··· DATASET ···

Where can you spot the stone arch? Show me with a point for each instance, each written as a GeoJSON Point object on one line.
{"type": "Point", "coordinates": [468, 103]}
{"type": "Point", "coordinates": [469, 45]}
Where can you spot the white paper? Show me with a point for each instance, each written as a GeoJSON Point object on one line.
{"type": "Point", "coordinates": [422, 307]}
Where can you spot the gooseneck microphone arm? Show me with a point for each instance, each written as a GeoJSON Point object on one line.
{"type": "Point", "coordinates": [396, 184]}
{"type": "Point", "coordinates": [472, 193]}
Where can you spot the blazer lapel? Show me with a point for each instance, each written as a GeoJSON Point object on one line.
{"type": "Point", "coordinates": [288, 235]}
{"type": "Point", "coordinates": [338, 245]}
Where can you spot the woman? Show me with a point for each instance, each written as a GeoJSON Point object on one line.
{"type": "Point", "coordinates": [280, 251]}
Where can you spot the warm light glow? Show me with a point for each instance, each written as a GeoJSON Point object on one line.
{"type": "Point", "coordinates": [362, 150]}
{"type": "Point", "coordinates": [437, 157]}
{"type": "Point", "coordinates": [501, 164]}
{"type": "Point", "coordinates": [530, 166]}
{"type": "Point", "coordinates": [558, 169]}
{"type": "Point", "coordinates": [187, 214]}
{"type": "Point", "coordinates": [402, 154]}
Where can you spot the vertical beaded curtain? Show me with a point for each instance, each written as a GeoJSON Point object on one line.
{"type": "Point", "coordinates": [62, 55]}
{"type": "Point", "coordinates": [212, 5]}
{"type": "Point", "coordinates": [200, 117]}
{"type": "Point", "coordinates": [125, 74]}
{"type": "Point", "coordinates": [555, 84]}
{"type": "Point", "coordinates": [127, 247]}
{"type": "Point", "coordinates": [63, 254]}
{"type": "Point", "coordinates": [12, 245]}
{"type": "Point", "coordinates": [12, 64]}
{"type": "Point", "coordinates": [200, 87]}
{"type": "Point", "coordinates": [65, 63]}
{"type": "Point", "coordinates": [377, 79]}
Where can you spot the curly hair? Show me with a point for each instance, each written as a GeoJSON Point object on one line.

···
··· DATASET ···

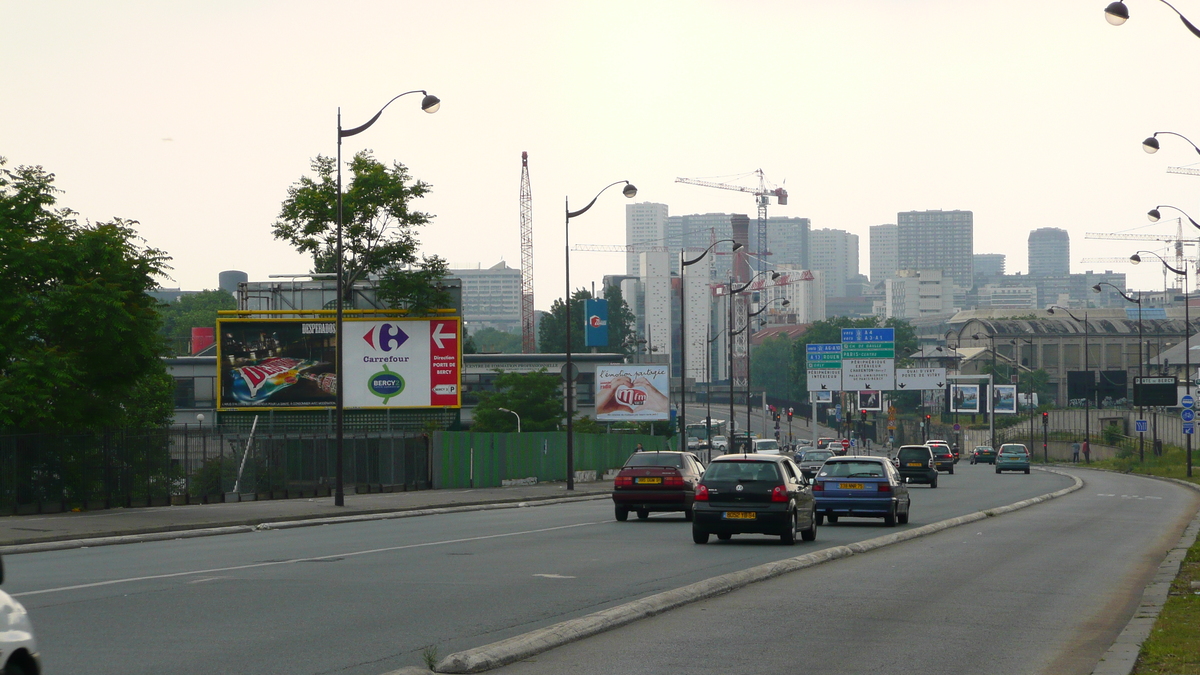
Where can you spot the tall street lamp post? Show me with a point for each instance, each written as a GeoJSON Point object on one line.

···

DIRECTIONS FOR THIS TASK –
Count the lines in the records above that contain the word "vertical", matching case, and reply with the number only.

EXERCISE SOLUTION –
1